▶ [OBJECTIVE]:
Reproduce the data below from the line containing "For the benchmark, point to the roe" through the end, including the requests, and offset every pixel coordinate in the answers by adding 135. Leave the sample coordinates within the requests unchanged.

▶ [Saved data entries]:
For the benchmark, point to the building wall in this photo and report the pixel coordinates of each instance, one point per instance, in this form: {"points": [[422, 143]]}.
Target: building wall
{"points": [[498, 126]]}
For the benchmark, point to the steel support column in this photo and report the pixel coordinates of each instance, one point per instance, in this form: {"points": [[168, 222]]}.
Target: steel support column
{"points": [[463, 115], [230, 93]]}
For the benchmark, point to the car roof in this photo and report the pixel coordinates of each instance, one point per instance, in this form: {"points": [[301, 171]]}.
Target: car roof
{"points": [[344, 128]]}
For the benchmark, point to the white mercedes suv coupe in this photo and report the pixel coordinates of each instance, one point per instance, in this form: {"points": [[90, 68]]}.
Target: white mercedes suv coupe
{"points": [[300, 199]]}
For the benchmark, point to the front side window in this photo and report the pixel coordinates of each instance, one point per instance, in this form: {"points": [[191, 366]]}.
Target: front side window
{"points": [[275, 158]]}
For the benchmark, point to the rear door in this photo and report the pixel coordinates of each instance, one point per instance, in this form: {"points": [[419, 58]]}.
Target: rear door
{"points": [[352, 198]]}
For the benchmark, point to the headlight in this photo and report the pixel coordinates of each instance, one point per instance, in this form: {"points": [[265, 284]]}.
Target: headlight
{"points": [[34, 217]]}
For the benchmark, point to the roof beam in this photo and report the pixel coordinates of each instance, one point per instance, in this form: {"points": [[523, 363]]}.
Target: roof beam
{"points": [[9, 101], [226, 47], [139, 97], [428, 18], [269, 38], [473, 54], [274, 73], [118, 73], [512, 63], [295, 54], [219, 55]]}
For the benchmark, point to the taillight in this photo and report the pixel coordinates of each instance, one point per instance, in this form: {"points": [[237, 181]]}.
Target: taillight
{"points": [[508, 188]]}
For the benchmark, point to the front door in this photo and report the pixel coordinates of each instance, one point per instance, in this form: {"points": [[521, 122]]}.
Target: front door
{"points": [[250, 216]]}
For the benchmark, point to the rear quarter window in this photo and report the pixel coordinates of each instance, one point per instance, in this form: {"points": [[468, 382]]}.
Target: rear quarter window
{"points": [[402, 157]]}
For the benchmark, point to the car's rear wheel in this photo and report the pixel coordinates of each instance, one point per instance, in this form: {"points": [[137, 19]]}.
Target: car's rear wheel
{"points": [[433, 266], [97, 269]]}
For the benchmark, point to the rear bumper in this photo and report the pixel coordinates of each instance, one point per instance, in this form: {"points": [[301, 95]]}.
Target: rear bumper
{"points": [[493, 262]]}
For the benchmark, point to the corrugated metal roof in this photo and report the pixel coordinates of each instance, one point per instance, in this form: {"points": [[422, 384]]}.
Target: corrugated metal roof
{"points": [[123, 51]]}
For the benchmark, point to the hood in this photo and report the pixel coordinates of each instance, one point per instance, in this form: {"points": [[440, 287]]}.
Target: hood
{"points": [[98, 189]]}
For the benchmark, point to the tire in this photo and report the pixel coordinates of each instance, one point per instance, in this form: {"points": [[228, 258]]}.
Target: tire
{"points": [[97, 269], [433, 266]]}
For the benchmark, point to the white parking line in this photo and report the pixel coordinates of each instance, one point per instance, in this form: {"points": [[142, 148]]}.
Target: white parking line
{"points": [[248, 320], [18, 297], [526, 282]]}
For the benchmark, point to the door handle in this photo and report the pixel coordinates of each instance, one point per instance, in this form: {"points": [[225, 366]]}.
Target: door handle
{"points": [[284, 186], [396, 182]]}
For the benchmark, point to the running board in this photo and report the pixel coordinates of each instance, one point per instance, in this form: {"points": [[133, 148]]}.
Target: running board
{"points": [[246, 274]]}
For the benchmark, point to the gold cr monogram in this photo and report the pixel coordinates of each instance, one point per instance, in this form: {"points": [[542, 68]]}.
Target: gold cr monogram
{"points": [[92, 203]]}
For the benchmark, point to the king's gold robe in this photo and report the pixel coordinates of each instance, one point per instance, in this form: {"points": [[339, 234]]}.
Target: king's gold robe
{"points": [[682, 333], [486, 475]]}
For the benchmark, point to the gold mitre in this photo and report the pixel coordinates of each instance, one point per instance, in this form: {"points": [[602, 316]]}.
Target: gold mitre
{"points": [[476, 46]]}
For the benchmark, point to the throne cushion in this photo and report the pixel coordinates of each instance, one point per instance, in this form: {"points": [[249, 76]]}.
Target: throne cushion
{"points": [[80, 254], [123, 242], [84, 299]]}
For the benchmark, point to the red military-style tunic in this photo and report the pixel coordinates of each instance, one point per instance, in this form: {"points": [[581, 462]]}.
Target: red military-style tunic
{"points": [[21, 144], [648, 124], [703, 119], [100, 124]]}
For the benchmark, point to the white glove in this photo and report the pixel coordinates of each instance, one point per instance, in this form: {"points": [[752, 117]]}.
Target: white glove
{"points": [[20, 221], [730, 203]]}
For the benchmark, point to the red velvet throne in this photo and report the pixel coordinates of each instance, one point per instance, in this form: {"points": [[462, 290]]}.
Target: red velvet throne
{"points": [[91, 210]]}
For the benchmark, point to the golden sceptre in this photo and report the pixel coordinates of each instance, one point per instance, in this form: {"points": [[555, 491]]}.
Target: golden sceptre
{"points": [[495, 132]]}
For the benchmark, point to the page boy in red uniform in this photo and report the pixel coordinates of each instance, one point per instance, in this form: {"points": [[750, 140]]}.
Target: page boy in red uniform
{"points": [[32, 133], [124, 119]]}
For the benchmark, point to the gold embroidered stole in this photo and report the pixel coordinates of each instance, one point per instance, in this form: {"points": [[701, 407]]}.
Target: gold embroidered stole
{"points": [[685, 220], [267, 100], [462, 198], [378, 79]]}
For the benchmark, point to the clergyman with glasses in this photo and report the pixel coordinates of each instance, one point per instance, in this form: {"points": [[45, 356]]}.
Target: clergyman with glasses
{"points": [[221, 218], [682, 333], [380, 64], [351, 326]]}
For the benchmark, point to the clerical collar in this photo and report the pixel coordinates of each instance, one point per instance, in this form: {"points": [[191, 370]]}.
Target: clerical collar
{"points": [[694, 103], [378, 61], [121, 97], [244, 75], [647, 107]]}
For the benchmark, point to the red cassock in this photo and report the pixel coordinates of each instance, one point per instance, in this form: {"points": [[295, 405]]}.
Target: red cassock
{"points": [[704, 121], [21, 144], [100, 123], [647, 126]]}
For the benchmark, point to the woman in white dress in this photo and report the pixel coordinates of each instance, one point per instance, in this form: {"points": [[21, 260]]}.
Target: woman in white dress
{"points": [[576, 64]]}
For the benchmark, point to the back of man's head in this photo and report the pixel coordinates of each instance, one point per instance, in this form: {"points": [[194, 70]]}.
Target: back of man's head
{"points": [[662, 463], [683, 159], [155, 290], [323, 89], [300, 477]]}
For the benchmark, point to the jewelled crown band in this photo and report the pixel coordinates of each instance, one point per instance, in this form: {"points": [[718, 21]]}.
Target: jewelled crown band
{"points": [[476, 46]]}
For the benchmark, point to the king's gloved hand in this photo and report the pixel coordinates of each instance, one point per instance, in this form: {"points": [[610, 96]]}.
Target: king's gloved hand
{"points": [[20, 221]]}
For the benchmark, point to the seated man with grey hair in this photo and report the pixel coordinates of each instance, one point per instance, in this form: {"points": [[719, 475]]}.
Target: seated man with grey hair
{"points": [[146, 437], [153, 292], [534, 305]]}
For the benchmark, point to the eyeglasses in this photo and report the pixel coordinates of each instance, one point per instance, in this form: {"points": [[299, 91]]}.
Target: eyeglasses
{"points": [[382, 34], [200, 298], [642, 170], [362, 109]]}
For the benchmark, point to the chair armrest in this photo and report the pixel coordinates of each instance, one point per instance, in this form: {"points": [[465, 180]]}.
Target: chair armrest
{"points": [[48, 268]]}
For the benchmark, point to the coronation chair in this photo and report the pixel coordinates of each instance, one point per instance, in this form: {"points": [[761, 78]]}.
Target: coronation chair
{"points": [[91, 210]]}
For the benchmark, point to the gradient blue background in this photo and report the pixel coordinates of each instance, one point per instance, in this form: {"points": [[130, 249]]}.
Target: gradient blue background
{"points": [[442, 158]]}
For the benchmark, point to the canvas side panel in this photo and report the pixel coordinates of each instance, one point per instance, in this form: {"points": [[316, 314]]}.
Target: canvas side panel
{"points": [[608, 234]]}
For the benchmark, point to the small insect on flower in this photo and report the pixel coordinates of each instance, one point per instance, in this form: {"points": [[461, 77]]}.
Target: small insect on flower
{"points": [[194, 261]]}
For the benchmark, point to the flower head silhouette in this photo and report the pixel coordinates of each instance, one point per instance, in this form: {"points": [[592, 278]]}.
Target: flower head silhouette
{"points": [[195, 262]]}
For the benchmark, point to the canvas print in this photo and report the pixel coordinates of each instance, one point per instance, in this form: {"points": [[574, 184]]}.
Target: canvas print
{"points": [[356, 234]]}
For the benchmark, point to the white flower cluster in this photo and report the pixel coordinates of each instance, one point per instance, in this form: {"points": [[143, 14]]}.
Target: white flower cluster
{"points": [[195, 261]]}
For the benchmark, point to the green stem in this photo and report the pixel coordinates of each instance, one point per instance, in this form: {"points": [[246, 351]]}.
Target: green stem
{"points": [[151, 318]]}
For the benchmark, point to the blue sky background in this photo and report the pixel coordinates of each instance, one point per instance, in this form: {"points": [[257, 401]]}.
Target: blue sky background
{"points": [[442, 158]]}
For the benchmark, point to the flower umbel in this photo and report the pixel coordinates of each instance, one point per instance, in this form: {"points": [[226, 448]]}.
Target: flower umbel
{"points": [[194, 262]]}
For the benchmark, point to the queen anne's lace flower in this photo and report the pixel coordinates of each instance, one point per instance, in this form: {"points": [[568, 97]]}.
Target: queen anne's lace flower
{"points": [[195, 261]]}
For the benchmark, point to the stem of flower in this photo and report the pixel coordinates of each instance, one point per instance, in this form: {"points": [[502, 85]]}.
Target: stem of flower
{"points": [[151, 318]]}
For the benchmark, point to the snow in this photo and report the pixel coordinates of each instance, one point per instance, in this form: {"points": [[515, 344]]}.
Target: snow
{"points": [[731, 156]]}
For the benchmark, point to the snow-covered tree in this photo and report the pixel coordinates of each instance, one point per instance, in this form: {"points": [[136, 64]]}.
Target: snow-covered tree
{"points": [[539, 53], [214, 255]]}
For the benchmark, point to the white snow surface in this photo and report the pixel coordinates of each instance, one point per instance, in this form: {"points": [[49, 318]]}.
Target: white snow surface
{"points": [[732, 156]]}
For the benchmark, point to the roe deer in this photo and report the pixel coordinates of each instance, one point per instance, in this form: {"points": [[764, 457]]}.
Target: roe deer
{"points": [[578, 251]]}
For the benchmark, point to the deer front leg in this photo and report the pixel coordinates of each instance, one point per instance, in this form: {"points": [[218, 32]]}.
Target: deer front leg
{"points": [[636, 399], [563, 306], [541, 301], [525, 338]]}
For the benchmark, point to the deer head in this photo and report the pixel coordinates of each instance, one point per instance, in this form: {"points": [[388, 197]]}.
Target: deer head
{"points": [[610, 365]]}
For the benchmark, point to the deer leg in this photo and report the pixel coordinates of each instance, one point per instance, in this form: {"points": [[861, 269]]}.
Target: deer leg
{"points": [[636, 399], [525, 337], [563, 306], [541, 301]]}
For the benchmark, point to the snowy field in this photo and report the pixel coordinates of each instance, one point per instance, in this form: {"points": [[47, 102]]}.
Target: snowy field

▶ [TASK OUTPUT]:
For the benchmark, point to the roe deer in this photo and report the pixel coordinates of each instance, one point per instance, in this form: {"points": [[764, 457]]}.
Target: roe deer
{"points": [[713, 386]]}
For the benchmark, point to the deer front leg in this photo and report the pixel coordinates of each instance, one point per instance, in this form: {"points": [[218, 32]]}.
Target: deer front leg
{"points": [[771, 534], [698, 441], [676, 436], [660, 473]]}
For the benchmark, point to the deer head in this photo and report the pixel coordinates of each instance, one point per instance, in this form: {"points": [[388, 197]]}.
Target: deer head
{"points": [[745, 500]]}
For the benchmark, point to the deer leg in this photo and report the pixel coordinates of each instance, one point per instance, in this form: {"points": [[861, 269]]}.
Target: deer leg
{"points": [[771, 534], [660, 472], [698, 441], [676, 436]]}
For the benchmark, point to the snowy field in this photo and report the pixel coordinates of each instance, one point per instance, in this form: {"points": [[47, 102]]}.
Target: snowy field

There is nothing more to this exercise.